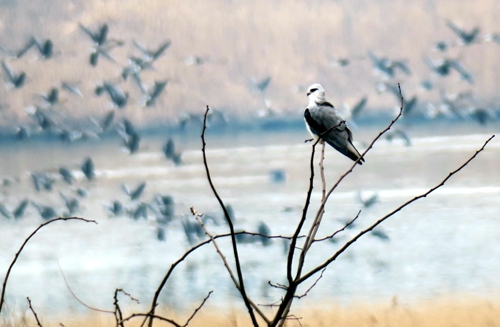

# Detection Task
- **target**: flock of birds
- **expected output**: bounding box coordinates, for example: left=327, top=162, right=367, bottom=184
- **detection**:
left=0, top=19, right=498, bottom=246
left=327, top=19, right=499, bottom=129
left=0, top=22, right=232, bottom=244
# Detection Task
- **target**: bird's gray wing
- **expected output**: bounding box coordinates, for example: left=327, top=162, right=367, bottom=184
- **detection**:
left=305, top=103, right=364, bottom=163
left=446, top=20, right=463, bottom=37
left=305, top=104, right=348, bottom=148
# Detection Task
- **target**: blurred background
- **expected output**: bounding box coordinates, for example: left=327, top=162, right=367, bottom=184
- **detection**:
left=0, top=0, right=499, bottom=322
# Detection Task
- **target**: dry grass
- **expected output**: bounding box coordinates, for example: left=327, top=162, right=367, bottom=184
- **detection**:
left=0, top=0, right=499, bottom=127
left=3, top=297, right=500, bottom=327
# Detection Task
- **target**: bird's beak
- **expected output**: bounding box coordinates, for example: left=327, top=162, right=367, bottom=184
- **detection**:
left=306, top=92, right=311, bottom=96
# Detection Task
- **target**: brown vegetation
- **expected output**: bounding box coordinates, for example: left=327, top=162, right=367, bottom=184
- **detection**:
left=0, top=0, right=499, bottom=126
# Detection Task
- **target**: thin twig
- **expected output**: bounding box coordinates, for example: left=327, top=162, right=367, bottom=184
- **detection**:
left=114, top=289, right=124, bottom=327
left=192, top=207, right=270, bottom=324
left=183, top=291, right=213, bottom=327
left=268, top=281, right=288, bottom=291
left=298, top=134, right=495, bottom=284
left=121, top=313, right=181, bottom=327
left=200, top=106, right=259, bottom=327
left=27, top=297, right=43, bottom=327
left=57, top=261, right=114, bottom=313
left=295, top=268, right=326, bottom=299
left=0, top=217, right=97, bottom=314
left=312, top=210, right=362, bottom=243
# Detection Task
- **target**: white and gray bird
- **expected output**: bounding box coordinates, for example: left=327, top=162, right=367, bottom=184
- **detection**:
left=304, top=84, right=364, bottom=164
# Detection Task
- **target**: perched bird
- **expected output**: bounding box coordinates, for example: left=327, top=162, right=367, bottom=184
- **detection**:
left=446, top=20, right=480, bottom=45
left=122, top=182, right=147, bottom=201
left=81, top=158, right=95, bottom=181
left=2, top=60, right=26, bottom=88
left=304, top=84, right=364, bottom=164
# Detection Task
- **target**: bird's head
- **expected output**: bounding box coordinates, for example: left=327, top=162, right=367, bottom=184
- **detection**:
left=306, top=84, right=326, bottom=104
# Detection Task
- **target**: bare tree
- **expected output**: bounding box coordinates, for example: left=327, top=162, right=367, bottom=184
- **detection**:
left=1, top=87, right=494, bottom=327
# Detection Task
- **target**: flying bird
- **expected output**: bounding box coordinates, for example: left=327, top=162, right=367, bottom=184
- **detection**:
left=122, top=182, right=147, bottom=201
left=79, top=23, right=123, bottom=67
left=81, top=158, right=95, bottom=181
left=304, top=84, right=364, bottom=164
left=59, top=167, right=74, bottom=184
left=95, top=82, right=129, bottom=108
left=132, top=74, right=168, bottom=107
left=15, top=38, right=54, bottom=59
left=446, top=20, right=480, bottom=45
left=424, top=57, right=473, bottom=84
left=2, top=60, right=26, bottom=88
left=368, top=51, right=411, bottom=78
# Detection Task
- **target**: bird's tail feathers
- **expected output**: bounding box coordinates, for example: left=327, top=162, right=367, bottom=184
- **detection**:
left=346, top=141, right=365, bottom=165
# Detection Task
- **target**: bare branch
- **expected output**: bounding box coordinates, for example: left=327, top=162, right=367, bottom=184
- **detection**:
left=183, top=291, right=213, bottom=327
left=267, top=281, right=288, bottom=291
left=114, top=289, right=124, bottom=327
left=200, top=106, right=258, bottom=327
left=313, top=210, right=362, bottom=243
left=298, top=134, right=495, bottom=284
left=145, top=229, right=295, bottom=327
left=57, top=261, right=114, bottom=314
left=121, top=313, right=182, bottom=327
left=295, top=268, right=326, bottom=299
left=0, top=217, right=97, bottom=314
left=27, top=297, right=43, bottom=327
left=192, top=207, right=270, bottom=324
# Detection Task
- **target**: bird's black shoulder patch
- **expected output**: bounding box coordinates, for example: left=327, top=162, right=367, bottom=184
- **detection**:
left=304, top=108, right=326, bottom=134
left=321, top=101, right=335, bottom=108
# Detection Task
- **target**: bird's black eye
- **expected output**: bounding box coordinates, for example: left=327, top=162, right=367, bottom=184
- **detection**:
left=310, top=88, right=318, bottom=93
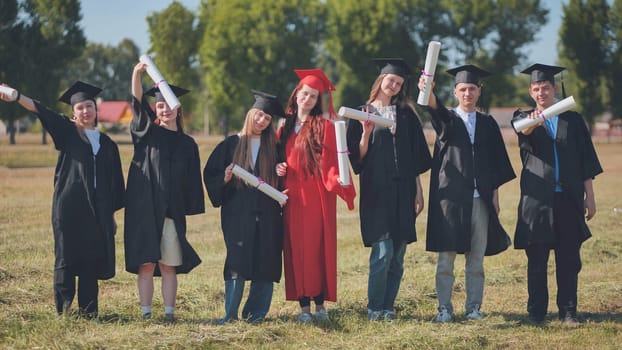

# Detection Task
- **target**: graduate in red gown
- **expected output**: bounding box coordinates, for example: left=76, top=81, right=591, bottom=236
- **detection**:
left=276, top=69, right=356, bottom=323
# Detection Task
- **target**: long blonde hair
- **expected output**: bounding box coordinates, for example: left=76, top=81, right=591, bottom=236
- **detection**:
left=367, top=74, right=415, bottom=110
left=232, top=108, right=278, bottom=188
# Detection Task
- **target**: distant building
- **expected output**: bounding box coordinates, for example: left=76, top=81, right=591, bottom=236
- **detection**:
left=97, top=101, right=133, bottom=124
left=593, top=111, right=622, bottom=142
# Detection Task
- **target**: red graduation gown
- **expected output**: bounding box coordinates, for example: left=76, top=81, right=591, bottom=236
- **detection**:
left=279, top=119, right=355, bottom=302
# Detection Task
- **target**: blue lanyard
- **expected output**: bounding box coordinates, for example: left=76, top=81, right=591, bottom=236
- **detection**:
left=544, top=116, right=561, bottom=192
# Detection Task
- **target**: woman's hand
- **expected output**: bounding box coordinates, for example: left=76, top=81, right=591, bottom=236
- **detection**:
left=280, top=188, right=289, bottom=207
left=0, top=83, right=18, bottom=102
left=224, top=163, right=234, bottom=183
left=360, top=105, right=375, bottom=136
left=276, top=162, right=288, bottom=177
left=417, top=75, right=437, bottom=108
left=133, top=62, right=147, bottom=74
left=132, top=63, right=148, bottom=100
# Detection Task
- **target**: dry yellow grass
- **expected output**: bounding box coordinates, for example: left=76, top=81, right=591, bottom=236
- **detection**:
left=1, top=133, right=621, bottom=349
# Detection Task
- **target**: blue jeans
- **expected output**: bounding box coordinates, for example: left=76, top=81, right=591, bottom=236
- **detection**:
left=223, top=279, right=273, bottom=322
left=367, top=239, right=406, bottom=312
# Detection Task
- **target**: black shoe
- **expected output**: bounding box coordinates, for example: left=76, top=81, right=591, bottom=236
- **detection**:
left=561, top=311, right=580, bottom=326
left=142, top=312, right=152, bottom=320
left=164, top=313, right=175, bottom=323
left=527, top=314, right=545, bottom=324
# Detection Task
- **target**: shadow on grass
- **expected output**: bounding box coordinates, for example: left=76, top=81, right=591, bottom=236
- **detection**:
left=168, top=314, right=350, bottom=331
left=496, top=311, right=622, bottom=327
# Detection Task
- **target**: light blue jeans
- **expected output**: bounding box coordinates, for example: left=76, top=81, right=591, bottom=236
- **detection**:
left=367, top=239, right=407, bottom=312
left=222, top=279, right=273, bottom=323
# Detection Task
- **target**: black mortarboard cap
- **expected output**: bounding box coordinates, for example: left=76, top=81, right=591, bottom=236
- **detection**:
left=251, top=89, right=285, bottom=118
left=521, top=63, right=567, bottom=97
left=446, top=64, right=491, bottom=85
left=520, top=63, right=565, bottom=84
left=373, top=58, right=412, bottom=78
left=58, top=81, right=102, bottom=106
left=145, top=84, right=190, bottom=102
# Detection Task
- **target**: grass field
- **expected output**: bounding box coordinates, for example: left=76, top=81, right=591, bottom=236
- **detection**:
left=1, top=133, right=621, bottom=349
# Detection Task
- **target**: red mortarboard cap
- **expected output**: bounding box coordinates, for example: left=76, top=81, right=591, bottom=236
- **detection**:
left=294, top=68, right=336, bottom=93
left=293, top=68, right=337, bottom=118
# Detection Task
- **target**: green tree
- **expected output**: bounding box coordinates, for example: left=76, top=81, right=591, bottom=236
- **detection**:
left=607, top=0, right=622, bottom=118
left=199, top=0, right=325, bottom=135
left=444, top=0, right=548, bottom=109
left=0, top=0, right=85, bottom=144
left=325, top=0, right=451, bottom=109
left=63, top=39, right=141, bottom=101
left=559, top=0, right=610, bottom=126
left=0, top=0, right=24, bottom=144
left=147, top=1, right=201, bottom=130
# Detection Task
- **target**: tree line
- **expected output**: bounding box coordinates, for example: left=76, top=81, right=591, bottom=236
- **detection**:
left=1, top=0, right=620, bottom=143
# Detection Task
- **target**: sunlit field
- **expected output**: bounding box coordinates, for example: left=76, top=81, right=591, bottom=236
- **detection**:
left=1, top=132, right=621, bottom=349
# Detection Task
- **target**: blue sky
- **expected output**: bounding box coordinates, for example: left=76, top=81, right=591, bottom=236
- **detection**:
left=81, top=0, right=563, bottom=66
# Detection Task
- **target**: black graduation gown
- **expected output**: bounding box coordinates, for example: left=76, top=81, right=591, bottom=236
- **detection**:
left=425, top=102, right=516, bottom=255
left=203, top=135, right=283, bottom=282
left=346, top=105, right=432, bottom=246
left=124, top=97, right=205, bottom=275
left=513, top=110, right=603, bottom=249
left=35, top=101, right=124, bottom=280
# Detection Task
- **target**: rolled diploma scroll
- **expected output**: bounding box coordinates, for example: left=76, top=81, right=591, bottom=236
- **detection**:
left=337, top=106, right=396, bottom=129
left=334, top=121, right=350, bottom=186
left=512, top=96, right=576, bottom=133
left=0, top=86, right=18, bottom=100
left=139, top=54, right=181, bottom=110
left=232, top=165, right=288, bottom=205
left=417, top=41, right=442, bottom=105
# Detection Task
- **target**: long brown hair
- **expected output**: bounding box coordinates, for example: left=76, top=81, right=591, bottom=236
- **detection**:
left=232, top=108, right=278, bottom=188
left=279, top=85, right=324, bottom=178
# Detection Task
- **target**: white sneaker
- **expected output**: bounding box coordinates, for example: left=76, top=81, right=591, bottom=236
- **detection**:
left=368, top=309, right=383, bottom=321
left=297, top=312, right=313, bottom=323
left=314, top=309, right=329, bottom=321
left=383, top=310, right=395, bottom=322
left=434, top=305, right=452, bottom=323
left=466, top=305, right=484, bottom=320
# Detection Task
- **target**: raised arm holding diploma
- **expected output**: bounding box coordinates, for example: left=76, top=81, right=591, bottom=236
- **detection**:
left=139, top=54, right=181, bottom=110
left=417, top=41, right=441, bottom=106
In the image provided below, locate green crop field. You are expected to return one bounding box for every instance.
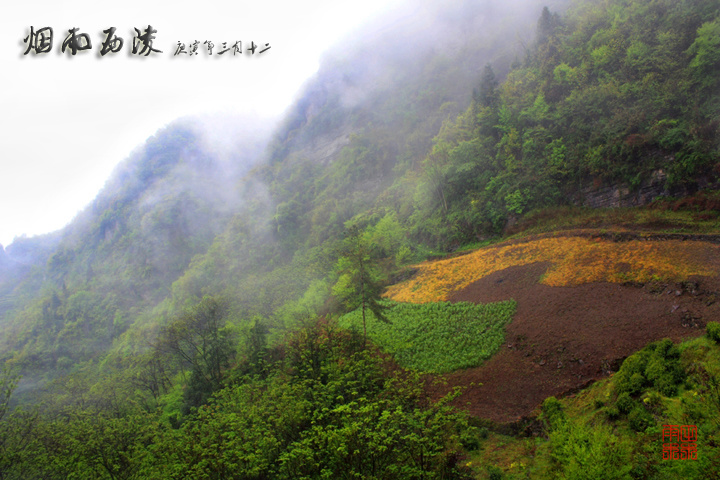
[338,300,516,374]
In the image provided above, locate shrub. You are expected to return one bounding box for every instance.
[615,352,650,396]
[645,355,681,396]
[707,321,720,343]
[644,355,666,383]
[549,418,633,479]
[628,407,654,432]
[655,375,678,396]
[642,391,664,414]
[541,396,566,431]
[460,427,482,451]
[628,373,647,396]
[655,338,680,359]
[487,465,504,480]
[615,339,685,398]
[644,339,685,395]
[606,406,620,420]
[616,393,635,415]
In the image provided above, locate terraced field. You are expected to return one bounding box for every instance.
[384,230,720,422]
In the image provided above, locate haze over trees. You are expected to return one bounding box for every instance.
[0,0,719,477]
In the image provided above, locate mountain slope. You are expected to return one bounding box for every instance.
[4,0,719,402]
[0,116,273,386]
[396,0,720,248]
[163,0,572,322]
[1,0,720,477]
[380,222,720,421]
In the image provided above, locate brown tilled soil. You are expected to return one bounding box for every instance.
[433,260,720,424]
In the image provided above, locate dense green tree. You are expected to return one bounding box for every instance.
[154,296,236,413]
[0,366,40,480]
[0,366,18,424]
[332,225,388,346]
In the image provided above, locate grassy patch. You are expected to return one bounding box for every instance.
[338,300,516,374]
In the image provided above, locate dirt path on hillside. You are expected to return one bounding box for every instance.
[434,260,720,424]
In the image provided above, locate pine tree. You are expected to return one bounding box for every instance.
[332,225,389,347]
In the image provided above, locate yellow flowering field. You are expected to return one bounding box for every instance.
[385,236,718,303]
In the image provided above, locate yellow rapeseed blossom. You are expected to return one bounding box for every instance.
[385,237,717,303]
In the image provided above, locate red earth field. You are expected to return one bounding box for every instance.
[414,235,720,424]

--------------------

→ **Exercise aim**: What should be set down is every line from the opening of the records through the line that contains "- **target**: bird's gray wing", exactly, with pictures left out.

→ **Task output**:
# Detection Task
- **target**: flock of birds
- **expected output**: bounding box coordinates, for example: left=327, top=162, right=367, bottom=184
- **detection**:
left=0, top=19, right=498, bottom=246
left=327, top=19, right=499, bottom=129
left=0, top=22, right=232, bottom=244
# Detection Task
- **target**: bird's gray wing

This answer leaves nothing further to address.